§ Extracted data:
----
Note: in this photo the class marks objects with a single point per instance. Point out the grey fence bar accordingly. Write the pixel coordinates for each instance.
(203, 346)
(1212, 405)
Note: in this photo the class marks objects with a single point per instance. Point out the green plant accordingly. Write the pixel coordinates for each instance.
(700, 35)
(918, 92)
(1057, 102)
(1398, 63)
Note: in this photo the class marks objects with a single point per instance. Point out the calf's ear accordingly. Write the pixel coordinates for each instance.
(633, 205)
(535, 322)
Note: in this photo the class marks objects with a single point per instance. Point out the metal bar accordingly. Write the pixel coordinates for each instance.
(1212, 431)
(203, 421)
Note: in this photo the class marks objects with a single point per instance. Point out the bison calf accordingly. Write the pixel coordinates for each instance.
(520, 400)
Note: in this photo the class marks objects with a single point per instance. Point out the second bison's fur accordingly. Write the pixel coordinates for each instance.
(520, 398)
----
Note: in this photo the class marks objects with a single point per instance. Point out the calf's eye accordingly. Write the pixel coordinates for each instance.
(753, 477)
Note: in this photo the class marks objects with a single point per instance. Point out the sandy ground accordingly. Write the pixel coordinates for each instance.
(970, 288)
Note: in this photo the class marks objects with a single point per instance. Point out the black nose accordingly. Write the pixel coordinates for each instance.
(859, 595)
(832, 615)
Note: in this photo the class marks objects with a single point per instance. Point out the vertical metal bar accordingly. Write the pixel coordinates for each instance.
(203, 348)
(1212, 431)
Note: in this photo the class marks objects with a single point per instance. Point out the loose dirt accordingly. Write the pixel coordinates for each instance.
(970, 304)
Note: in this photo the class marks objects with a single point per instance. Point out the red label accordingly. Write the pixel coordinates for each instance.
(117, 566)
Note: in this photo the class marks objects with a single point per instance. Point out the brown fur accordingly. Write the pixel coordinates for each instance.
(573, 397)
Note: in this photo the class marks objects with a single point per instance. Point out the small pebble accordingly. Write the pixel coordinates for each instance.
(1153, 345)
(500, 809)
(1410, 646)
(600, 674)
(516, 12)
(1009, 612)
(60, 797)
----
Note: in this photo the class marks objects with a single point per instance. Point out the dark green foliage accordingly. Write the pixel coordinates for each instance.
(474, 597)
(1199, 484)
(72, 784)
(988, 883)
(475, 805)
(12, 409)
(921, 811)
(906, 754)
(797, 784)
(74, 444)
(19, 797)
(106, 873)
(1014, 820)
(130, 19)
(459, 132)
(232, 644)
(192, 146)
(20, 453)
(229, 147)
----
§ Short task: Gather every line from the entries above that contains the word "bison" and list those lines.

§ Result of this exercise:
Note: in this photo the class marks objects with a single point per instance. Point out the bison calf accordingly. Write the pixel coordinates for each instance.
Note: in this photo the class marks objects with a single point per instance. Point out the second bison's fur accordingly. Write the pixel coordinates for each instance.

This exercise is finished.